# START OF Extracted information

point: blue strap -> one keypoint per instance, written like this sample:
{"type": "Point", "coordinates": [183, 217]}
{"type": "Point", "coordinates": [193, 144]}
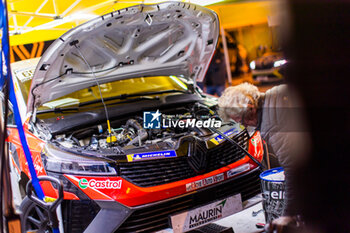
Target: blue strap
{"type": "Point", "coordinates": [6, 75]}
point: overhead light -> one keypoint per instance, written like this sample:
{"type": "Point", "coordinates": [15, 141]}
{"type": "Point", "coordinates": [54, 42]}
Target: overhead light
{"type": "Point", "coordinates": [204, 2]}
{"type": "Point", "coordinates": [279, 63]}
{"type": "Point", "coordinates": [252, 65]}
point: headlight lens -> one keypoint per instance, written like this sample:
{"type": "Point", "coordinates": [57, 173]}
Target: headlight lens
{"type": "Point", "coordinates": [279, 63]}
{"type": "Point", "coordinates": [55, 160]}
{"type": "Point", "coordinates": [252, 65]}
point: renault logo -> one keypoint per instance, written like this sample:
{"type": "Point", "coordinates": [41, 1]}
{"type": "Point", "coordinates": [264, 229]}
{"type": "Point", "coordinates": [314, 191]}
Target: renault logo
{"type": "Point", "coordinates": [197, 157]}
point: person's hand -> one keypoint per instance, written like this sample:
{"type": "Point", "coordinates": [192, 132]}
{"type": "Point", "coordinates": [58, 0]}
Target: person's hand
{"type": "Point", "coordinates": [282, 224]}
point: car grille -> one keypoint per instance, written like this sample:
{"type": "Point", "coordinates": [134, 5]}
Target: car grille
{"type": "Point", "coordinates": [155, 217]}
{"type": "Point", "coordinates": [163, 171]}
{"type": "Point", "coordinates": [77, 215]}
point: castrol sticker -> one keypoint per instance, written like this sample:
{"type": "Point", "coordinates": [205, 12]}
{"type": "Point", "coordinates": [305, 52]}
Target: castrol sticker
{"type": "Point", "coordinates": [99, 184]}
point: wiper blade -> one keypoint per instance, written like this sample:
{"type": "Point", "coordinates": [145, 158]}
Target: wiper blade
{"type": "Point", "coordinates": [122, 102]}
{"type": "Point", "coordinates": [58, 110]}
{"type": "Point", "coordinates": [143, 96]}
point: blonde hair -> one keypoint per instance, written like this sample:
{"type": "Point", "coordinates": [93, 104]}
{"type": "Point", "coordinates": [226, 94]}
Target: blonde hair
{"type": "Point", "coordinates": [236, 100]}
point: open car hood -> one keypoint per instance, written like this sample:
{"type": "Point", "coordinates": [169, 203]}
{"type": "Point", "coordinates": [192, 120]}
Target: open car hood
{"type": "Point", "coordinates": [169, 38]}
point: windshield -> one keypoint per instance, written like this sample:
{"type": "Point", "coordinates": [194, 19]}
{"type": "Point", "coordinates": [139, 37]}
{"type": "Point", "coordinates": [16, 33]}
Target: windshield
{"type": "Point", "coordinates": [89, 98]}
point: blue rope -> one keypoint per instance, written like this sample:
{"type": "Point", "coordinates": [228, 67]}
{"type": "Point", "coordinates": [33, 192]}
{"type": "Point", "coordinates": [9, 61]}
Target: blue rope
{"type": "Point", "coordinates": [6, 75]}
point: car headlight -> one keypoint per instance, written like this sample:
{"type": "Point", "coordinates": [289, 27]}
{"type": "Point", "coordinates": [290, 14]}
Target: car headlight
{"type": "Point", "coordinates": [279, 63]}
{"type": "Point", "coordinates": [58, 161]}
{"type": "Point", "coordinates": [252, 65]}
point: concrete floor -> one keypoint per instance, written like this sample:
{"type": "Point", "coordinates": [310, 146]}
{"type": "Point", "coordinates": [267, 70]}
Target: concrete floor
{"type": "Point", "coordinates": [244, 221]}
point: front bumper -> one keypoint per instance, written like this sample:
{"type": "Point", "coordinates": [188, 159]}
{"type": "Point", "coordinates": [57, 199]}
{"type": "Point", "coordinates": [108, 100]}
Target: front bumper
{"type": "Point", "coordinates": [115, 217]}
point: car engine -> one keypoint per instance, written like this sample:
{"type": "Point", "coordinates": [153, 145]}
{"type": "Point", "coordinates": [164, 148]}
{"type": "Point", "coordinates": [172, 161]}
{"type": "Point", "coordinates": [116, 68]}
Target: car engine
{"type": "Point", "coordinates": [129, 133]}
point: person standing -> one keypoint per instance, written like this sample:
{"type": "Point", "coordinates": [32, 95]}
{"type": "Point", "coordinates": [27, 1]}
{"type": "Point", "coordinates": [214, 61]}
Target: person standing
{"type": "Point", "coordinates": [215, 79]}
{"type": "Point", "coordinates": [276, 114]}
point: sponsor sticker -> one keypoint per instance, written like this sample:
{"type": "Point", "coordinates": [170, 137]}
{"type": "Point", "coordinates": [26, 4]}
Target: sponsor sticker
{"type": "Point", "coordinates": [151, 155]}
{"type": "Point", "coordinates": [218, 139]}
{"type": "Point", "coordinates": [237, 170]}
{"type": "Point", "coordinates": [25, 74]}
{"type": "Point", "coordinates": [99, 184]}
{"type": "Point", "coordinates": [151, 120]}
{"type": "Point", "coordinates": [201, 216]}
{"type": "Point", "coordinates": [204, 182]}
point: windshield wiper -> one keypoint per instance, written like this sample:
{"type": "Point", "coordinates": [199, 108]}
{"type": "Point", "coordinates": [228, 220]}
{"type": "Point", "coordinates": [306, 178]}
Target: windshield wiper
{"type": "Point", "coordinates": [142, 95]}
{"type": "Point", "coordinates": [121, 102]}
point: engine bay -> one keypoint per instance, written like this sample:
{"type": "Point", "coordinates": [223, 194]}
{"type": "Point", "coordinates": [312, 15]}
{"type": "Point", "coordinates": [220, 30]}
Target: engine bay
{"type": "Point", "coordinates": [129, 132]}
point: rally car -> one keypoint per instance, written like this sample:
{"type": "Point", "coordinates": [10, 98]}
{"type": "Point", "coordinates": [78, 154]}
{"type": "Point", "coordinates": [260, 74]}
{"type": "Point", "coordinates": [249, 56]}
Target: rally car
{"type": "Point", "coordinates": [112, 109]}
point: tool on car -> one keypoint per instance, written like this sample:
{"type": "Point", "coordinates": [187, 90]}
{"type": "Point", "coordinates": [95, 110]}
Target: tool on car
{"type": "Point", "coordinates": [48, 204]}
{"type": "Point", "coordinates": [239, 146]}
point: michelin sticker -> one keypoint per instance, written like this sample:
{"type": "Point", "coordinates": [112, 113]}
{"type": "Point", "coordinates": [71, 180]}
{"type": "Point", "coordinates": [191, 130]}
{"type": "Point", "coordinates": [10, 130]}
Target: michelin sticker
{"type": "Point", "coordinates": [218, 139]}
{"type": "Point", "coordinates": [201, 216]}
{"type": "Point", "coordinates": [238, 170]}
{"type": "Point", "coordinates": [204, 182]}
{"type": "Point", "coordinates": [151, 155]}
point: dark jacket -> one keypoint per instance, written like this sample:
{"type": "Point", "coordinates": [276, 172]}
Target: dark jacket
{"type": "Point", "coordinates": [281, 126]}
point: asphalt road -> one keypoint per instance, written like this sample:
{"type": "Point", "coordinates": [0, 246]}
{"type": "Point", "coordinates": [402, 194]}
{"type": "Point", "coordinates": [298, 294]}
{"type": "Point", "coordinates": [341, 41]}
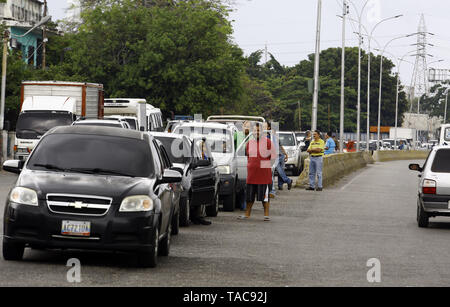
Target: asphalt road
{"type": "Point", "coordinates": [314, 239]}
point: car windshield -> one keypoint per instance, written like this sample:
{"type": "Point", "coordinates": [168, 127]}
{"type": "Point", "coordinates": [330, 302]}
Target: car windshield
{"type": "Point", "coordinates": [32, 125]}
{"type": "Point", "coordinates": [218, 140]}
{"type": "Point", "coordinates": [441, 162]}
{"type": "Point", "coordinates": [178, 151]}
{"type": "Point", "coordinates": [98, 124]}
{"type": "Point", "coordinates": [287, 140]}
{"type": "Point", "coordinates": [132, 123]}
{"type": "Point", "coordinates": [92, 154]}
{"type": "Point", "coordinates": [447, 134]}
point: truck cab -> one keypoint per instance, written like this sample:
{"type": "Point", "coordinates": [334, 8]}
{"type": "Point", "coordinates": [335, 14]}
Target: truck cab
{"type": "Point", "coordinates": [40, 114]}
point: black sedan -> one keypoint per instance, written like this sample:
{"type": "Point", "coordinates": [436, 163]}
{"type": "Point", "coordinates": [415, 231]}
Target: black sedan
{"type": "Point", "coordinates": [200, 176]}
{"type": "Point", "coordinates": [92, 188]}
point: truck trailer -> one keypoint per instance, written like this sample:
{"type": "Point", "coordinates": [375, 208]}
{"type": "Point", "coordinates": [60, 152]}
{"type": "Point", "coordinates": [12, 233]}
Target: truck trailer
{"type": "Point", "coordinates": [48, 104]}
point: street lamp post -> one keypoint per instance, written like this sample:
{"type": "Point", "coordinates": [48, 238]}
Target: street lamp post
{"type": "Point", "coordinates": [399, 62]}
{"type": "Point", "coordinates": [341, 125]}
{"type": "Point", "coordinates": [381, 85]}
{"type": "Point", "coordinates": [368, 76]}
{"type": "Point", "coordinates": [316, 69]}
{"type": "Point", "coordinates": [358, 107]}
{"type": "Point", "coordinates": [5, 64]}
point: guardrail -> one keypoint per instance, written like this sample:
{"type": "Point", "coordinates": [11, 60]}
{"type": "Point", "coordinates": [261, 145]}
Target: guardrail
{"type": "Point", "coordinates": [338, 165]}
{"type": "Point", "coordinates": [393, 155]}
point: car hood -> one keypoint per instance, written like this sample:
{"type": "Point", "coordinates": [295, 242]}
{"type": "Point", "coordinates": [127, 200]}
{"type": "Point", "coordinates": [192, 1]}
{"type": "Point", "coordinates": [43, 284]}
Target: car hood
{"type": "Point", "coordinates": [44, 182]}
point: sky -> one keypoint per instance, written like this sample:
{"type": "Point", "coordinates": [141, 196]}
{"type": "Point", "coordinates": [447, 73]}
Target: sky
{"type": "Point", "coordinates": [288, 27]}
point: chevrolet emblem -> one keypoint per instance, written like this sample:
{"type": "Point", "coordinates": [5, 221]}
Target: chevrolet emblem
{"type": "Point", "coordinates": [78, 205]}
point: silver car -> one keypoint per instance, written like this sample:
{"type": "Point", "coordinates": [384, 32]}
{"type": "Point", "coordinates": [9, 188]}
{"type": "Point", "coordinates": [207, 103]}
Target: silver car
{"type": "Point", "coordinates": [434, 185]}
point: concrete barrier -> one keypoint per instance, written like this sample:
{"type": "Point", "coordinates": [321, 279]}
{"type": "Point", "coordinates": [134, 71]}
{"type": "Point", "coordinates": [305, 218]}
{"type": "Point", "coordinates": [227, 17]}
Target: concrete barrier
{"type": "Point", "coordinates": [335, 167]}
{"type": "Point", "coordinates": [338, 165]}
{"type": "Point", "coordinates": [393, 155]}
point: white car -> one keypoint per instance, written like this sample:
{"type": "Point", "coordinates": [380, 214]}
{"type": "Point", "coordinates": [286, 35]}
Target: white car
{"type": "Point", "coordinates": [293, 149]}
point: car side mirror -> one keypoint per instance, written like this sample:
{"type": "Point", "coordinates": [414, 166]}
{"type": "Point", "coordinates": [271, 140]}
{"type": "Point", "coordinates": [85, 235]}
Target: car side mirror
{"type": "Point", "coordinates": [202, 163]}
{"type": "Point", "coordinates": [177, 169]}
{"type": "Point", "coordinates": [171, 176]}
{"type": "Point", "coordinates": [13, 166]}
{"type": "Point", "coordinates": [415, 167]}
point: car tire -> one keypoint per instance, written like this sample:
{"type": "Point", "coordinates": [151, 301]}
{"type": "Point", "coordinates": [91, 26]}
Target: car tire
{"type": "Point", "coordinates": [229, 202]}
{"type": "Point", "coordinates": [149, 259]}
{"type": "Point", "coordinates": [13, 251]}
{"type": "Point", "coordinates": [422, 216]}
{"type": "Point", "coordinates": [213, 210]}
{"type": "Point", "coordinates": [184, 212]}
{"type": "Point", "coordinates": [176, 224]}
{"type": "Point", "coordinates": [164, 244]}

# END OF Extracted information

Work to be completed
Reproduce, exactly and with nothing added, the lines from the one that includes "point: car tire" through the last line of the material.

Exercise result
point: car tire -> one keypoint per instance, written like this sample:
{"type": "Point", "coordinates": [151, 301]}
{"type": "Point", "coordinates": [91, 26]}
Target: car tire
{"type": "Point", "coordinates": [229, 202]}
{"type": "Point", "coordinates": [149, 259]}
{"type": "Point", "coordinates": [13, 251]}
{"type": "Point", "coordinates": [422, 216]}
{"type": "Point", "coordinates": [213, 210]}
{"type": "Point", "coordinates": [184, 212]}
{"type": "Point", "coordinates": [176, 224]}
{"type": "Point", "coordinates": [164, 244]}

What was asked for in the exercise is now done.